▶ _Text for analysis_
Personal information
- Full name: William Richardson
- Date of birth: 29 May 1909
- Place of birth: Framwellgate Moor, County Durham, England
- Date of death: 29 March 1959 (aged 49)
- Place of death: Perry Barr, Birmingham, England
- Height: 5 ft 8 in (1.73 m)
- Position: Centre forward

Youth career
- Horden Wednesday
- United Bus Company (Hartlepool)

Senior career*
- Years: Team / Apps / (Gls)
- 1928–1929: Hartlepools United / 29 / (19)
- 1929–1945: West Bromwich Albion / 320 / (202)
- 1945–1946: Shrewsbury Town
- Total:  / 349 / (221)

International career
- 1935: England / 1 / (0)

= W. G. Richardson =

English footballer (1909–1959)

William "Ginger" Richardson (29 May 1909 – 29 March 1959) often referred to as W.G. Richardson and by the nickname 'Ginger' to avoid confusion with teammate Bill Richardson, was an English professional footballer who played as a centre forward.

He scored both goals for West Bromwich Albion when they won the 1931 FA Cup Final, beating their Midlands rivals Birmingham City 2–1.

▶ _Task instructions_
Repeat the passage from the footballer profile word for word, beginning at "- 1928–1929: Hartlepools" and stopping after "a centre forward.".

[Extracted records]

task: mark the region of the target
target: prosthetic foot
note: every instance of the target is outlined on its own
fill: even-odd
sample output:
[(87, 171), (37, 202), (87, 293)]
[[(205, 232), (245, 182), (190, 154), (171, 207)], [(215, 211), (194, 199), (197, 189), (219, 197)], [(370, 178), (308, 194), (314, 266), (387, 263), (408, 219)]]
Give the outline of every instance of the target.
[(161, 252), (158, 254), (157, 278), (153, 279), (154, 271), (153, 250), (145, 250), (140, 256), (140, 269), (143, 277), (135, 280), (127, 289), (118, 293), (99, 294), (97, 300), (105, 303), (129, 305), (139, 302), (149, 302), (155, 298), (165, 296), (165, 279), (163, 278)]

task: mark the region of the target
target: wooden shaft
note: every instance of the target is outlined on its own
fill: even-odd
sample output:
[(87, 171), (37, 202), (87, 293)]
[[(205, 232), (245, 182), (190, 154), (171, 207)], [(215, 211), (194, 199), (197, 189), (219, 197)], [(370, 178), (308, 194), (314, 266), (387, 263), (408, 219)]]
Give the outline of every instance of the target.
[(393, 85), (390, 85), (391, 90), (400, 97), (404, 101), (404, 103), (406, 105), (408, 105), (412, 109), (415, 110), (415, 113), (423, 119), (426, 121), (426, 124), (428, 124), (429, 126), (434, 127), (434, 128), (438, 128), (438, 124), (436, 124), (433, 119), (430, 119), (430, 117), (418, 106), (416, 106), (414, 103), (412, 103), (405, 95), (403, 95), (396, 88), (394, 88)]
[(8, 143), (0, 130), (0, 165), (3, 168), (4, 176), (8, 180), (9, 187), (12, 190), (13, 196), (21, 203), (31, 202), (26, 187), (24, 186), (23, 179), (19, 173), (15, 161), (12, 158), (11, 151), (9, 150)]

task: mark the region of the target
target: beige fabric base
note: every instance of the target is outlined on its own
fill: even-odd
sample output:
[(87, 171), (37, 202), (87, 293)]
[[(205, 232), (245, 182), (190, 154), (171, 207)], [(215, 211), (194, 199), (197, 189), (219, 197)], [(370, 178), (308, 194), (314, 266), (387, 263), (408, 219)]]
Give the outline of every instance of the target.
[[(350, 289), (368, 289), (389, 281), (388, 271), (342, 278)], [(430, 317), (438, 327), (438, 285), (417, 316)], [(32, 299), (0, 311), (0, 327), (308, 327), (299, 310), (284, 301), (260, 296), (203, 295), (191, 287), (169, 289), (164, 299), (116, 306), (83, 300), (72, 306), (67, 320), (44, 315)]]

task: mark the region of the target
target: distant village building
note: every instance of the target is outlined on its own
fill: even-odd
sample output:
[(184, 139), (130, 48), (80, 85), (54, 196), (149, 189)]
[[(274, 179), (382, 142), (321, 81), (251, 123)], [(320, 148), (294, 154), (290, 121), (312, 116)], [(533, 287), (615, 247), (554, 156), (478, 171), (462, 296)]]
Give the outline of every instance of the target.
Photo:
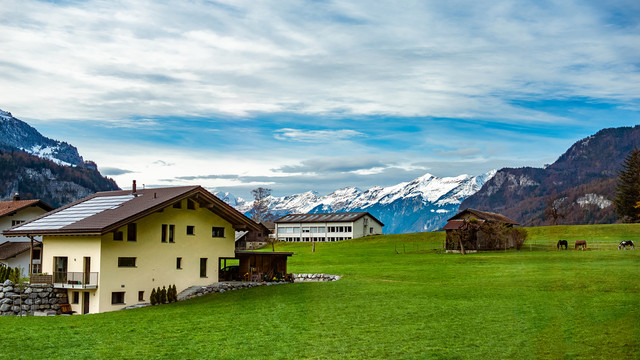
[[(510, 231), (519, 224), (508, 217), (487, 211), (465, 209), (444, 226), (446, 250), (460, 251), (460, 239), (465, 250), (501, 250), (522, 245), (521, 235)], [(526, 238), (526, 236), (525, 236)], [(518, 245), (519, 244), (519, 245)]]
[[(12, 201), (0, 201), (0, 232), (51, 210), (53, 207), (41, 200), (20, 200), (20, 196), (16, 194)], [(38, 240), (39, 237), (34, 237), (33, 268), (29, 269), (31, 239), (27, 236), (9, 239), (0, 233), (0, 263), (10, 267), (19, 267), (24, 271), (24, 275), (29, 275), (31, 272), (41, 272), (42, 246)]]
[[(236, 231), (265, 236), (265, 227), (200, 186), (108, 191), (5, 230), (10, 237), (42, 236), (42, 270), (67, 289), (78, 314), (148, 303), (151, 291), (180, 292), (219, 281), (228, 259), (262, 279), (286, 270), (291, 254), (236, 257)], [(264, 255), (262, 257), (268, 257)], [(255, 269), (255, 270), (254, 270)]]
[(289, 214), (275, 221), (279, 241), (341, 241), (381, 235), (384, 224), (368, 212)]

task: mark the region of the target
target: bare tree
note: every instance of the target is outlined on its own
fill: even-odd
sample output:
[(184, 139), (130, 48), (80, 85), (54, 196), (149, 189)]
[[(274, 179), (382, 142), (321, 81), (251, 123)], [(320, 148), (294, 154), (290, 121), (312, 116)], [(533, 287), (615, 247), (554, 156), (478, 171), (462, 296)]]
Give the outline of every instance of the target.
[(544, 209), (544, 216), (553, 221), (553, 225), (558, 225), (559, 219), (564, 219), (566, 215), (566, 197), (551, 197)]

---

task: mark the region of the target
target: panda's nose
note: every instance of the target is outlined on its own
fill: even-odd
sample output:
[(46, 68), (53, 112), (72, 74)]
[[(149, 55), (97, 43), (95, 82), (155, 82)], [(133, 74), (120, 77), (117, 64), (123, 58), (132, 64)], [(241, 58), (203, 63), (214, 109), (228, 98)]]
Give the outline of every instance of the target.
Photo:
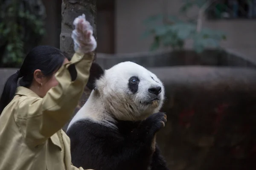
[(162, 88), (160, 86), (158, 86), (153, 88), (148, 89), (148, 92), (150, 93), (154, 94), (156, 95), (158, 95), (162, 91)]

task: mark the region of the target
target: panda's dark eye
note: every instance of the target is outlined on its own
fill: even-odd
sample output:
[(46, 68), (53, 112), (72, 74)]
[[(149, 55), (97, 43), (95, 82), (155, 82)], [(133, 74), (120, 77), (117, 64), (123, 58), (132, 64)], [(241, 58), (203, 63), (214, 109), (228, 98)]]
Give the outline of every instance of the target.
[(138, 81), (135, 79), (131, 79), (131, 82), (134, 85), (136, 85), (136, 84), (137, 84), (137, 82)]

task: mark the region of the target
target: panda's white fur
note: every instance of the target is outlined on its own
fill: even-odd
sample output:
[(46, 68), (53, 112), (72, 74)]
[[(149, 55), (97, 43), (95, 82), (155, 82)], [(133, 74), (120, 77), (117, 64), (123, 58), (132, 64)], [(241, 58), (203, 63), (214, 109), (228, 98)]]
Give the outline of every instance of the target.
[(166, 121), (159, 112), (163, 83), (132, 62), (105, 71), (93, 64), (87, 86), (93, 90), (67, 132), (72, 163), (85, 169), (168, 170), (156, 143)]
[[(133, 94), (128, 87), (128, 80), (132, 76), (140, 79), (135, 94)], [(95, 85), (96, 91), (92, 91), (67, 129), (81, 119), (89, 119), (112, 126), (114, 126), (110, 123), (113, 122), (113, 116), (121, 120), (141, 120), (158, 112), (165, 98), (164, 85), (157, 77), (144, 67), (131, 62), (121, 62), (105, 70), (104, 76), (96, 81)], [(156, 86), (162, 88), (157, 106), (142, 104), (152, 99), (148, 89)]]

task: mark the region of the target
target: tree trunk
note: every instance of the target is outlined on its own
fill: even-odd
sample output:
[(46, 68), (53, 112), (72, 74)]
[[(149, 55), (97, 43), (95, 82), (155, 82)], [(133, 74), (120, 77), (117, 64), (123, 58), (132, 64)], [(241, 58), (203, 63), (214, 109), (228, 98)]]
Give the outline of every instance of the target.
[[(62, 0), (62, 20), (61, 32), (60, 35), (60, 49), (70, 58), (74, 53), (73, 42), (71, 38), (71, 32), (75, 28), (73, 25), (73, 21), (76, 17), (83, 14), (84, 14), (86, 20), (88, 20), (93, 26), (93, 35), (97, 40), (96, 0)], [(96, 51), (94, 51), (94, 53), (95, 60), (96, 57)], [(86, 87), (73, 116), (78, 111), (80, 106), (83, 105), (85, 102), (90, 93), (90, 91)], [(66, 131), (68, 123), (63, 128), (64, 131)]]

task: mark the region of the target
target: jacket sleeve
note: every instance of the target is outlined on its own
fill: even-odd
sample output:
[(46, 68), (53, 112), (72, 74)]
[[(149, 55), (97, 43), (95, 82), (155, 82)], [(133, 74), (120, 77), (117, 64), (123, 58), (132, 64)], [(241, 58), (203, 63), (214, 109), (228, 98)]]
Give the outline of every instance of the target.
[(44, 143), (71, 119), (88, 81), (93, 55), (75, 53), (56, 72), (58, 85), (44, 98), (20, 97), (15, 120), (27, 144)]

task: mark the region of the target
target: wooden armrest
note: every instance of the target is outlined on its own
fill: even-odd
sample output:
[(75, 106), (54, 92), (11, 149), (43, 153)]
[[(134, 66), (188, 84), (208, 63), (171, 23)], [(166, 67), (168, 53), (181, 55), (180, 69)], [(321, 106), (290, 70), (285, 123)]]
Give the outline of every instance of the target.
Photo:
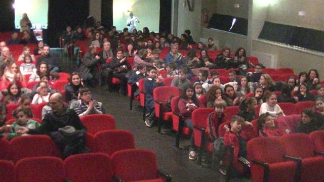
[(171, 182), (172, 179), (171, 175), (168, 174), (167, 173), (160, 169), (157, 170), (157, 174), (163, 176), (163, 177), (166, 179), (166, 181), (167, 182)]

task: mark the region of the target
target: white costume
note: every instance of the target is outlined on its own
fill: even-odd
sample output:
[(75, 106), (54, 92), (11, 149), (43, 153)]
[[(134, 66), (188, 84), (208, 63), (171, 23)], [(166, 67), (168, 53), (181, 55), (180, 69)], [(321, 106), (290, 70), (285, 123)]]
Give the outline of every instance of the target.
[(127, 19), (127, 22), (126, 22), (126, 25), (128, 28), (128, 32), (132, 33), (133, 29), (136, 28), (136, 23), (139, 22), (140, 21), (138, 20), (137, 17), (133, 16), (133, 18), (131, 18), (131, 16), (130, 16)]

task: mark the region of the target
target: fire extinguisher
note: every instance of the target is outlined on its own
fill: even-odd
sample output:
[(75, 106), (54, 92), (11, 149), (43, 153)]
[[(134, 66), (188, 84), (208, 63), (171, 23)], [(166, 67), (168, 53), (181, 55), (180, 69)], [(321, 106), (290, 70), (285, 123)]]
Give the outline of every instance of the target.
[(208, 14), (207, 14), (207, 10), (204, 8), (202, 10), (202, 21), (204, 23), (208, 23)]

▶ _Solved problem_
- 1928–1929: Hartlepools United / 29 / (19)
- 1929–1945: West Bromwich Albion / 320 / (202)
- 1945–1946: Shrewsbury Town
- Total:  / 349 / (221)

International career
- 1935: England / 1 / (0)

= W. G. Richardson =

English footballer (1909–1959)

William "Ginger" Richardson (29 May 1909 – 29 March 1959) often referred to as W.G. Richardson and by the nickname 'Ginger' to avoid confusion with teammate Bill Richardson, was an English professional footballer who played as a centre forward.